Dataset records
* * * * * * * * *

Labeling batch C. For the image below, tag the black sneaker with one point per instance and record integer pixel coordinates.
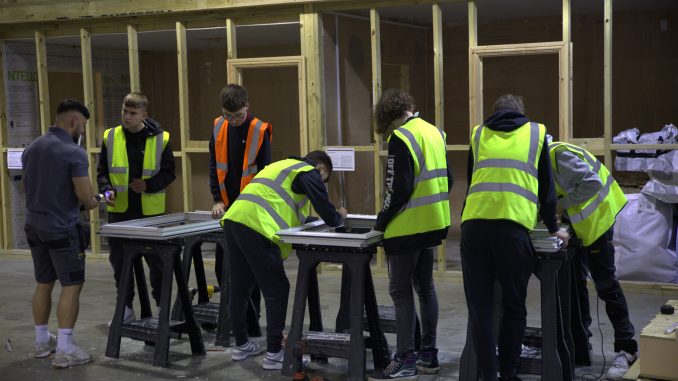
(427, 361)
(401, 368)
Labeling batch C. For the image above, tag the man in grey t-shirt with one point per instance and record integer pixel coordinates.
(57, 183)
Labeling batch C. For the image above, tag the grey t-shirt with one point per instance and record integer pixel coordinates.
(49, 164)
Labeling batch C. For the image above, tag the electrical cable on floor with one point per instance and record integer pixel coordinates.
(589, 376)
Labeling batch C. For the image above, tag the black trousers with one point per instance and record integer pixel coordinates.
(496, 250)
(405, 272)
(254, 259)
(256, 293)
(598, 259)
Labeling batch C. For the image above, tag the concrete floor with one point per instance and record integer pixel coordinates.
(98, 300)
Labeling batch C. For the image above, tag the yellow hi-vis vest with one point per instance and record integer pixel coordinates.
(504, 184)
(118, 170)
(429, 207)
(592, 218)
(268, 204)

* * * * * * * * *

Copy out, word for word, the stretch of the listing from the line containing "Labeling batch C. For the image above, tag the yellow" through the end of the listing.

== Answer ==
Labeling batch C. For the image above, tag the yellow hi-vis vest with one point per instance and record integer pixel coordinates.
(504, 184)
(118, 170)
(429, 207)
(592, 218)
(268, 204)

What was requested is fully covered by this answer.